**ACTIVITY 1**
Can you echo the part of the byte-pair encoding excerpt starting with "Step by step: byte-pair" and going on through "target vocabulary size."?
**ACTIVITY 2**
Can you proceed with the byte-pair encoding walkthrough, picking up right after its final line?

**EXCERPT**
Step by step: byte-pair encoding

Start with the text as a list of characters.
Count every adjacent pair of symbols.
Merge the most frequent pair everywhere into one new symbol.
Record the merge and repeat to the target vocabulary size.
To tokenize new text, apply the learned merges in order.

from collections import Counter

def get_pairs(tokens):
    return Counter(zip(tokens, tokens[1:]))      # adjacent symbol pairs

def merge(tokens, pair):
    out, i = [], 0
    while i < len(tokens):
        if i < len(tokens) - 1 and (tokens[i], tokens[i + 1]) == pair:
            out.append(tokens[i] + tokens[i + 1])
            i += 2
        else:
            out.append(tokens[i])
            i += 1
    return out

def train_bpe(text, num_merges):
    tokens, merges = list(text), []
    for _ in range(num_merges):
        pairs = get_pairs(tokens)
        if not pairs:
            break
        best = max(pairs, key=pairs.get)
        tokens = merge(tokens, best)

**SUPPLIED ENTRIES**
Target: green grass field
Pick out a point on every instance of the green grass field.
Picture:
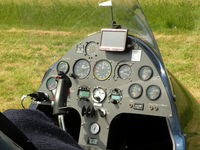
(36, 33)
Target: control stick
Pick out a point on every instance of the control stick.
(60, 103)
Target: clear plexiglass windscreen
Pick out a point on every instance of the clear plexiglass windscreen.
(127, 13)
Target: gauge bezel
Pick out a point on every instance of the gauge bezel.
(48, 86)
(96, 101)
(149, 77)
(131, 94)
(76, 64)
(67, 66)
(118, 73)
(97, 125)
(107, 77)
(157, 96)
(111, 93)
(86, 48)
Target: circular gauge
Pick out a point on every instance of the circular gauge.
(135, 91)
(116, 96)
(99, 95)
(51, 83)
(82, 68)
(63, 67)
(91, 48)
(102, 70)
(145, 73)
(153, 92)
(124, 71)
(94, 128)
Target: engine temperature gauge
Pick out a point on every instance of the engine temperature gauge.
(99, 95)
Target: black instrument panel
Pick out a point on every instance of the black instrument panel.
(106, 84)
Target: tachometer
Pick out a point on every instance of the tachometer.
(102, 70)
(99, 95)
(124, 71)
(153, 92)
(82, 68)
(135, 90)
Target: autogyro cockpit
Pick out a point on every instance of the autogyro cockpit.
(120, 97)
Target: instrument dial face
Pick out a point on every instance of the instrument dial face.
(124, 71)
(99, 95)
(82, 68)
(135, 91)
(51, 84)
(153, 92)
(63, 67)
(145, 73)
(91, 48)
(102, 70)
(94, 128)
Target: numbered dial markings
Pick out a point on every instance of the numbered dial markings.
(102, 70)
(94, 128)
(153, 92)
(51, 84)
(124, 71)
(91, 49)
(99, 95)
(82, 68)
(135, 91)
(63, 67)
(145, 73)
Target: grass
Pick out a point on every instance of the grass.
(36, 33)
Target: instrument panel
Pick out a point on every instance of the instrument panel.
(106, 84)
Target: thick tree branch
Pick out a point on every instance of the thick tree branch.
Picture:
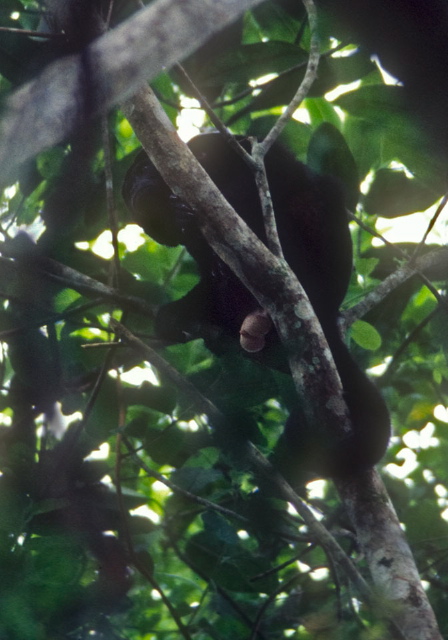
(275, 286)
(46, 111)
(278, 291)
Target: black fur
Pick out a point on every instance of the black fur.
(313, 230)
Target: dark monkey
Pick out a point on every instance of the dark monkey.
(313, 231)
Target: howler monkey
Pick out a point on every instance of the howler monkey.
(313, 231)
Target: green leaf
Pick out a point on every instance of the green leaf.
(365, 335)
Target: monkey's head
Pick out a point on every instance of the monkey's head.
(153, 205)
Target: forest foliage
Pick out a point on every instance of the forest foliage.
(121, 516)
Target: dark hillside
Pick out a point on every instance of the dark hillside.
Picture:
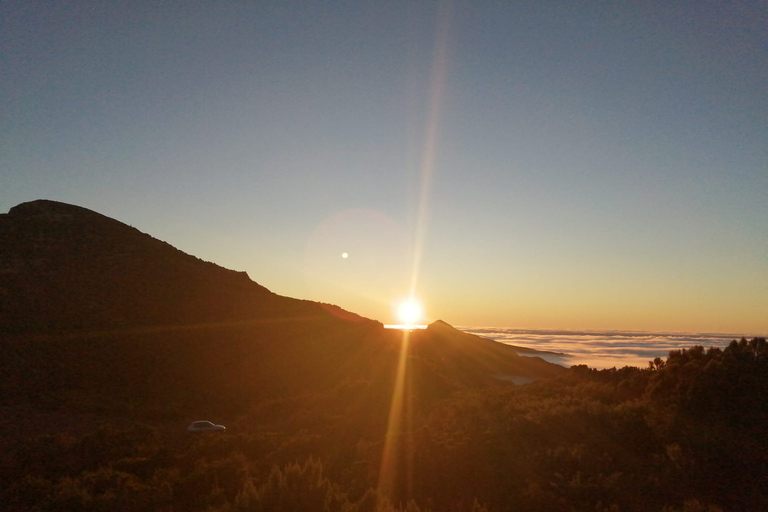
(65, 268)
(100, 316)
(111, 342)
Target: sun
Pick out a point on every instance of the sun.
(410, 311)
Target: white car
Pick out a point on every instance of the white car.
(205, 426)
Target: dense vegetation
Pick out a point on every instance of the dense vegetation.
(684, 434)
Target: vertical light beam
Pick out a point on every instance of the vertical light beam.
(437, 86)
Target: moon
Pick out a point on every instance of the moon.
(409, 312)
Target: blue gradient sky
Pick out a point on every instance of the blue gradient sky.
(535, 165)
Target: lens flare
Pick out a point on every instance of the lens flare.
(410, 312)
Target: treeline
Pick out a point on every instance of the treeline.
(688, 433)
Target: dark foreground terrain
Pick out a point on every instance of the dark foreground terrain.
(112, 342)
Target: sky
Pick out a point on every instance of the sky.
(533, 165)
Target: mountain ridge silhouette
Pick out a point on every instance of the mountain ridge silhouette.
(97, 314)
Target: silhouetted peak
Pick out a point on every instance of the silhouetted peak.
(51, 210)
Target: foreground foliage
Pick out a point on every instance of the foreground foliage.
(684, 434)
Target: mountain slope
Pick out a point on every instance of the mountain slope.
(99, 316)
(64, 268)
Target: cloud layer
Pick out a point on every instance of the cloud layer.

**OUTPUT 1**
Step by step: byte-pair encoding

Start with the text as a list of characters.
Count every adjacent pair of symbols.
Merge the most frequent pair everywhere into one new symbol.
Record the merge and repeat to the target vocabulary size.

**OUTPUT 2**
        merges.append(best)
    return tokens, merges

Complexity (time and space)

Training compute is about $C \approx 6ND$ floating-point operations, roughly two for the forward pass and four for the backward pass per parameter per token. Device memory must hold parameters, gradients, and optimizer state (Adam adds two values per parameter, so optimizer state alone is about twice the model), plus activations, which is why ZeRO sharding and activation checkpointing are standard. The naive BPE trainer shown is about $O(\text{merges} \times \text{corpus length})$; production tokenizers use smarter counting to scale.

Worked example

Byte-pair encoding builds frequent fragments from characters. On a tiny repetitive corpus, the first merges assemble the common piece "low" before starting on "est" inside the repeated "newest":

toks, merges = train_bpe("low low low lower lower newest newest newest widest", 6)
print(merges)
# [('l', 'o'), ('lo', 'w'), (' ', 'low'), ('e', 's'), ('es', 't'), (' ', 'n')]

Follow-up questions

Why minimize cross-entropy specifically? It is the negative log-likelihood, so minimizing it is maximum-likelihood estimation of the data distribution, and it punishes confident errors via the $-\log p$ blow-up.
Why warmup the learning rate? Adam's variance estimate $\hat v_t$ is unreliable in the first steps, so a large rate then can destabilize training; warmup ramps in once the estimates settle.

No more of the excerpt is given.